- [EXERCISE INSTRUCTIONS]:
Give as a JSON list of strings, one string per line and no blank lines, every line from the one containing "A teaching note to the class: indicate the flat" through the end of the records, leaving out the pictures.

- [DATA RECORDS]:

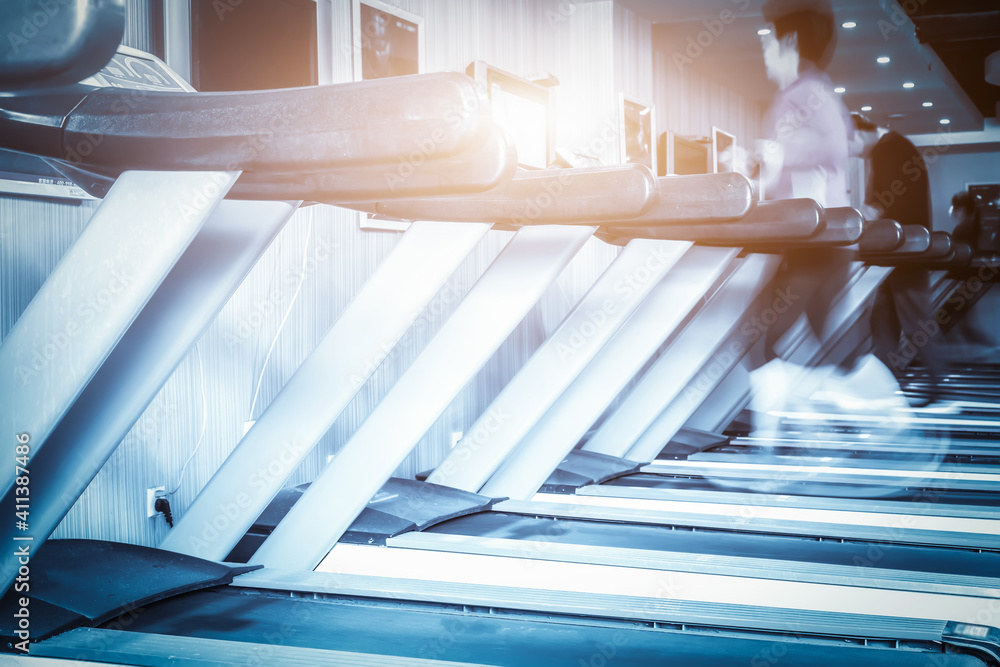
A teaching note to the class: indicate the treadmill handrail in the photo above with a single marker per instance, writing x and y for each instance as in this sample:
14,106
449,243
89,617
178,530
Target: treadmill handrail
292,130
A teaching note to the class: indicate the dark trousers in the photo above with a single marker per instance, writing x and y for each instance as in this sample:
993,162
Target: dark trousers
902,307
811,278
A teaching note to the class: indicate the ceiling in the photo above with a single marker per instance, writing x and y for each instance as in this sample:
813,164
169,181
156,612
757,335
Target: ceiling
940,47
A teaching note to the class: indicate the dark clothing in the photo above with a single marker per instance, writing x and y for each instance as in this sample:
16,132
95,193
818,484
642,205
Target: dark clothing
902,305
899,182
813,278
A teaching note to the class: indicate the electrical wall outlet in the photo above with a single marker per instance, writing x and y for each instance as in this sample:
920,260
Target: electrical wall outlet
154,493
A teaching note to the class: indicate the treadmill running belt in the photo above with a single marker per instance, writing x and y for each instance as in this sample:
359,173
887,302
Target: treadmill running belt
721,543
461,635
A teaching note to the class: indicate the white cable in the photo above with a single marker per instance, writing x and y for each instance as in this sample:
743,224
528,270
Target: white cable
302,278
204,422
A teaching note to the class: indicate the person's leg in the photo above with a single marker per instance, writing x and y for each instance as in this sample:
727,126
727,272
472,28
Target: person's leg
911,290
828,270
885,327
790,292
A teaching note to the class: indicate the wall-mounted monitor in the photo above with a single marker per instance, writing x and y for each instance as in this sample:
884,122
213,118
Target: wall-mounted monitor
723,145
524,109
253,44
31,176
387,41
637,132
690,155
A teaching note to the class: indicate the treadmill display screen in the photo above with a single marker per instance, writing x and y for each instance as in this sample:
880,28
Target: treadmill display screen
526,120
389,44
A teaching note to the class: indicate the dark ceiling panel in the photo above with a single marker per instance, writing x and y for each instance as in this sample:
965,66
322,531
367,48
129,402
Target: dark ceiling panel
963,34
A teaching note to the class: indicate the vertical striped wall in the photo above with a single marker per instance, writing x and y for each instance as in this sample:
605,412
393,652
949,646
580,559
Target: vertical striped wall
596,50
690,103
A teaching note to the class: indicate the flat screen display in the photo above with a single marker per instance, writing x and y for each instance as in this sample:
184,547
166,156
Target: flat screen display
253,45
523,108
638,146
526,121
387,42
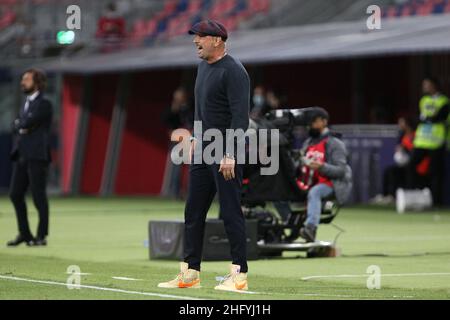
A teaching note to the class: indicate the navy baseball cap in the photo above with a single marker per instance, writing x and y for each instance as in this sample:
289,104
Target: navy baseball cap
209,28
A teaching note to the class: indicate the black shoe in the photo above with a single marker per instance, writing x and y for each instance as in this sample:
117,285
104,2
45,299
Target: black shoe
39,242
308,233
29,241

- [TASK ANSWER]:
[
  "A teaching note to the class: indicate the flat screen display in the photo above with a single marker per instance, writing x and y for each instance as in this sample:",
  "184,547",
  "166,156",
  "Target: flat screen display",
  "253,45",
  "523,108",
  "638,146",
  "526,121",
  "387,42",
  "A teaching note to the class: indicate the navy baseball cap in the photo above with a single marker per instance, writing x and y for each instance as in this sample:",
  "289,104",
  "Target: navy baseball cap",
  "209,28",
  "A teaching note to the class: indicate the black shoe in the photo above with a single marker per instance, writing x and y for each instance as in this sample:",
  "117,285",
  "104,2",
  "45,299",
  "Target: black shoe",
  "39,242",
  "308,233",
  "29,241"
]